Render every entry verbatim.

^^^^

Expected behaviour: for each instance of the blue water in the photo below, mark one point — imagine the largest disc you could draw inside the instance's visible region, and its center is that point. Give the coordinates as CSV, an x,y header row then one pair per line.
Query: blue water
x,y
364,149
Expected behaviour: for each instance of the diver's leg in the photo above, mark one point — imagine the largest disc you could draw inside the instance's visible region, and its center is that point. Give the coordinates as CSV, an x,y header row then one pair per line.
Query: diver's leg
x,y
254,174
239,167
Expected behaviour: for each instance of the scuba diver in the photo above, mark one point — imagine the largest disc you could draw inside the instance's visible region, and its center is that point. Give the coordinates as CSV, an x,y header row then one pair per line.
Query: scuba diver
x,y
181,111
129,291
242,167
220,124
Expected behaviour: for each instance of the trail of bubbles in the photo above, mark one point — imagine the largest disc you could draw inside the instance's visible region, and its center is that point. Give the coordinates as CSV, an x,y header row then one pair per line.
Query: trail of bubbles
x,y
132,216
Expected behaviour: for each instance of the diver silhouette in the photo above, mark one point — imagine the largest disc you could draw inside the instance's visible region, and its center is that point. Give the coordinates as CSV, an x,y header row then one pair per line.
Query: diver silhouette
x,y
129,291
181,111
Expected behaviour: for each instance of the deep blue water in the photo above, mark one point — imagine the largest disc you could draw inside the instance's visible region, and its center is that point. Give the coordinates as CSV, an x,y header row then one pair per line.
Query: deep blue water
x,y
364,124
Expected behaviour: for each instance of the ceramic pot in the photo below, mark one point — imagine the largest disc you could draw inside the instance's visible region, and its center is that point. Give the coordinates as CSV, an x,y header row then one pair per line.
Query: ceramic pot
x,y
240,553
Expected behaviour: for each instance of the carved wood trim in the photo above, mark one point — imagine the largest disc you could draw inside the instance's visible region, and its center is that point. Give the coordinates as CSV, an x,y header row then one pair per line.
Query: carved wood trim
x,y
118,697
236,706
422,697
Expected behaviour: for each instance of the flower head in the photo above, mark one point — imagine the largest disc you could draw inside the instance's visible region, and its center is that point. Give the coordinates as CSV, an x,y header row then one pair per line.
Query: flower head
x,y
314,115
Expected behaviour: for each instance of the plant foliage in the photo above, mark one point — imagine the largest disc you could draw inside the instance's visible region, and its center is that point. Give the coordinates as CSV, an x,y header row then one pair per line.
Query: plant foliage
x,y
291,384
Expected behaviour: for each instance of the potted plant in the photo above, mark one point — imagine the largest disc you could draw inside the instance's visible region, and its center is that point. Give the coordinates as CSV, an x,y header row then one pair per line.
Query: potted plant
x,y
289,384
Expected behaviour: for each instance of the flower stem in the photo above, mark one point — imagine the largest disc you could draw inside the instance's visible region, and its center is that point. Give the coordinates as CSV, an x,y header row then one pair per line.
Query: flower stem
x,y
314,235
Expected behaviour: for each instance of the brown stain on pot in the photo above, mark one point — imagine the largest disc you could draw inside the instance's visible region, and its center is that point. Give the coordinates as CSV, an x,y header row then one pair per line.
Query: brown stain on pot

^^^^

• _Task result_:
Expected behaviour: for each instance of the blue water in the photo below, mark one point — imagine the largest disc you could draw inside the instance's visible region, and its center is that point. Give the coordinates as CSV, an x,y header row then one pair per line.
Query: blue water
x,y
364,149
Expected behaviour: for each instance of the diver's leg in the photo above, mark one point — imagine the largest disc you could draw inside the instance's visible region, and its center is that point. Give the coordinates as CSV, an x,y header row then one pair per line.
Query: diver's leg
x,y
254,174
239,167
Expected behaviour: for each instance of the scuba diver in the photo above, mark one point — imagine the largest disc you could draw inside the instance's visible region, and its center is that point. Give the coordinates as CSV, an x,y header row then one pair per line.
Query: scuba diver
x,y
181,111
129,291
242,167
220,124
Expected behaviour: for each instance of the trail of bubbles in the photo above, mark one point — imagine the largest disc you could draw inside the instance's visible region, and its center is that point. Give the coordinates as CSV, an x,y header row then one pair per line.
Query: trail of bubbles
x,y
132,216
Expected behaviour: for each instance of the diver silhouette in the photo above, mark one point — imagine the largest disc you could draw inside the instance's visible region, and its center is that point. Give the coordinates as CSV, an x,y header row then one pair per line.
Query: diver silhouette
x,y
129,291
181,111
Expected behaviour: for each instance of the deep blue water in the photo above, mark one point — imagine the largest disc you could draw inside the instance's visible region, and its center is that point. Give the coordinates as CSV, an x,y header row then one pair per line.
Query: deep blue water
x,y
364,124
Expected behaviour: for each instance of the ceramic pot in the photo below, mark one point — imagine the largest disc you could draw inside the instance's visible region, and its center is that point. Give the coordinates as CSV, an x,y header row then one pair per line.
Query: ceramic pot
x,y
240,553
Expected behaviour: for each instance of the carved wood trim in the photo above, mark one point — imagine the largest disc you could draw inside the instance's visible region, and its center is that point. Give the coordinates as CSV, an x,y header row then one pair per line.
Query: carved wood trim
x,y
118,697
236,706
422,697
Expected behaviour: for each instance of the flower head in the photo above, mark one point — imagine the largest disc you could draw inside the instance's visible region, and its center is that point. Give the coordinates as CSV, an x,y header row then one pair per line.
Query: flower head
x,y
314,115
Expected behaviour: for each instance of the plant foliage in the photo above, mark one point — imagine the largest disc you could draw inside the instance's visible region, and its center is that point. Give the coordinates as CSV, an x,y header row then one pair per line.
Query: plant foliage
x,y
291,384
Expected behaviour: for each instance of the potted plant in the photo above, mark one point — imagine the largest disc you could draw inside the instance's visible region, and its center is that point. Give the coordinates as CSV, an x,y header row then one pair per line.
Query: potted plant
x,y
289,384
Expected behaviour: for each instance of the flower stem in the photo above, mark one point — imagine the largest disc you could draw inside the instance's visible region, and its center is that point. Give the coordinates as CSV, an x,y header row then one pair per line.
Query: flower stem
x,y
314,235
Expected behaviour: for each instance of the brown stain on pot in the photo above, mark one point — imagine the largest disc you could draw inside the instance's visible region, and its center is that point. Give the coordinates as CSV, an x,y header row then one pair per line.
Query: brown stain on pot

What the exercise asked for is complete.